■ **WORK INSTRUCTIONS**
How many lines of the material below contain the string "fingernail", counting only matches with the same case? Give the number alone.

Collected data entries
+===+

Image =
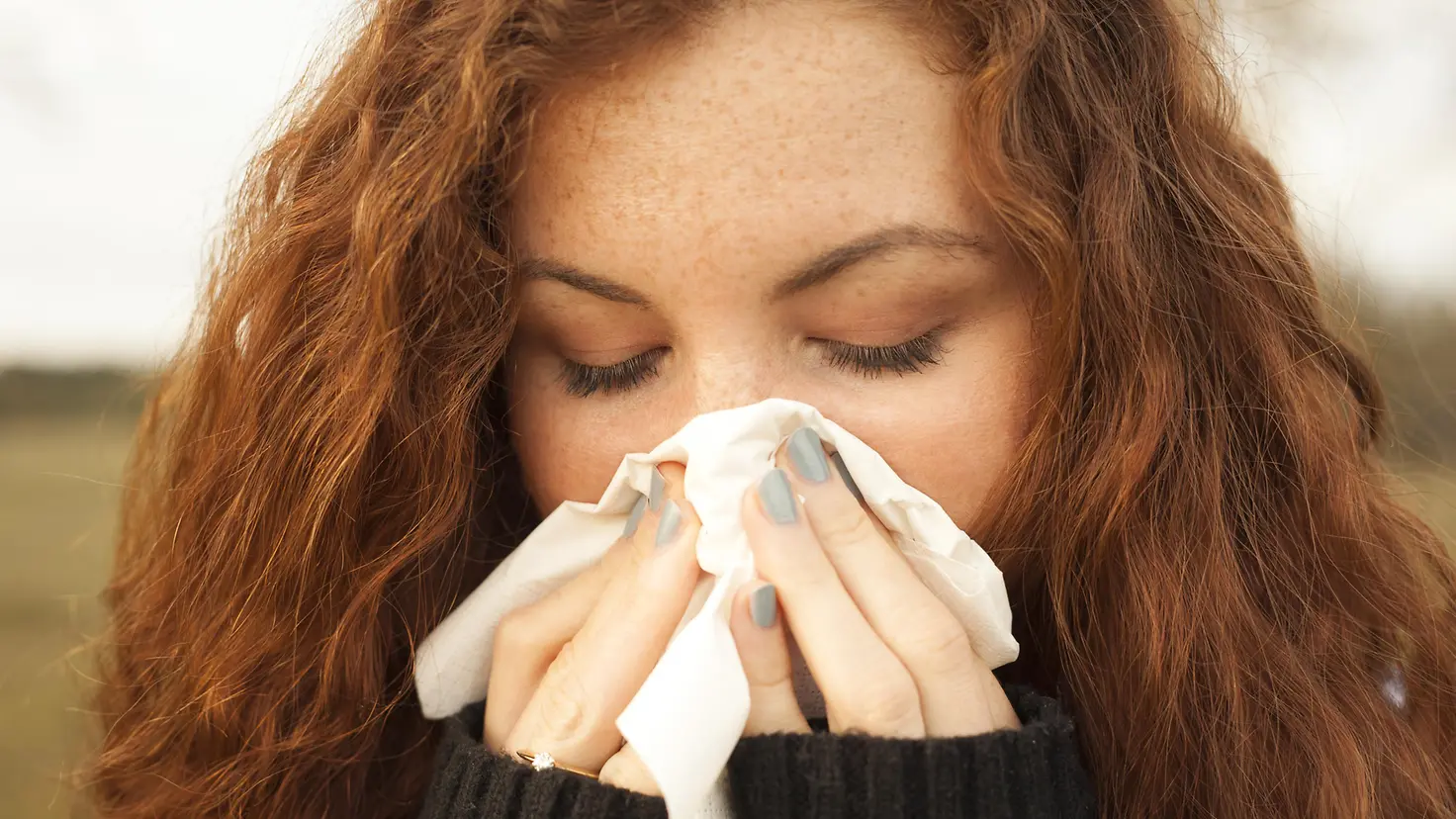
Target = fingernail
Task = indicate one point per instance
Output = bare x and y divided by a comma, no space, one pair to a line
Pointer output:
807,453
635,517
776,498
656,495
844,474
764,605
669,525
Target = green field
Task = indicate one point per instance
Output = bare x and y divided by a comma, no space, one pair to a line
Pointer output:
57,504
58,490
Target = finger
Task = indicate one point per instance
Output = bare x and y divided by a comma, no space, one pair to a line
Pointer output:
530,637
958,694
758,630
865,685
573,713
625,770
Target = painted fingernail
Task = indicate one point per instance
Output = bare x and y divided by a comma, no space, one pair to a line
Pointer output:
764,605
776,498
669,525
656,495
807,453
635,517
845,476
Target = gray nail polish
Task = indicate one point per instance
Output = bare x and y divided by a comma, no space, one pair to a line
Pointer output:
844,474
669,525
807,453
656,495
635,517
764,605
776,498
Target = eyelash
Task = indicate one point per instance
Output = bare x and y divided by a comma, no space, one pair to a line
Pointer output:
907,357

+===+

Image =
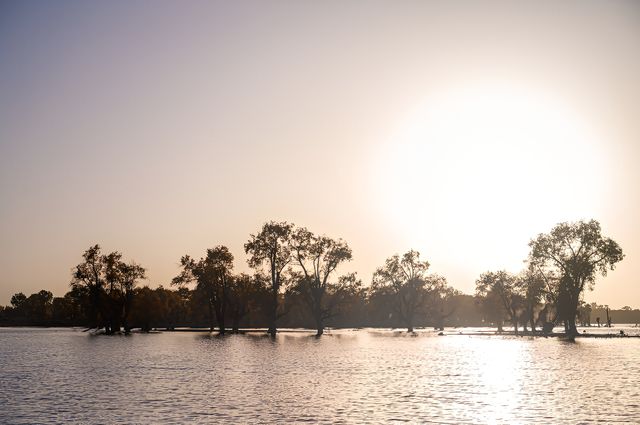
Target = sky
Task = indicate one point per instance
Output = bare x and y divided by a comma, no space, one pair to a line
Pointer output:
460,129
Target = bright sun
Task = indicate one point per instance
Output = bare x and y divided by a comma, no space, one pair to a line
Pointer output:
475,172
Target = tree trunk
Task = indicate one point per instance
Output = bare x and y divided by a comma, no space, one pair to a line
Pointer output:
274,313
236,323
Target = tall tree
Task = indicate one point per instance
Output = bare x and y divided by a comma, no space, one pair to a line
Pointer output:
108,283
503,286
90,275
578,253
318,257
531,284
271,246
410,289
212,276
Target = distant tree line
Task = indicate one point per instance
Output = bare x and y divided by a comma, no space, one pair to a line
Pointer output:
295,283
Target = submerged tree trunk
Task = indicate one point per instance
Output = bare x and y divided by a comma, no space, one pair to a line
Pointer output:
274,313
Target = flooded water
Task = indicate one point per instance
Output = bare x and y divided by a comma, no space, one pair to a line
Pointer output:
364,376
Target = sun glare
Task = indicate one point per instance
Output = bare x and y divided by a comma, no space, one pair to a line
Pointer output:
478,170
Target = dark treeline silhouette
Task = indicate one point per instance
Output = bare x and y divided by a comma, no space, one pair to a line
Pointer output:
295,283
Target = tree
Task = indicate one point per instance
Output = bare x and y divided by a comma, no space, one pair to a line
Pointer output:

+===+

■ **WRITTEN SOLUTION**
2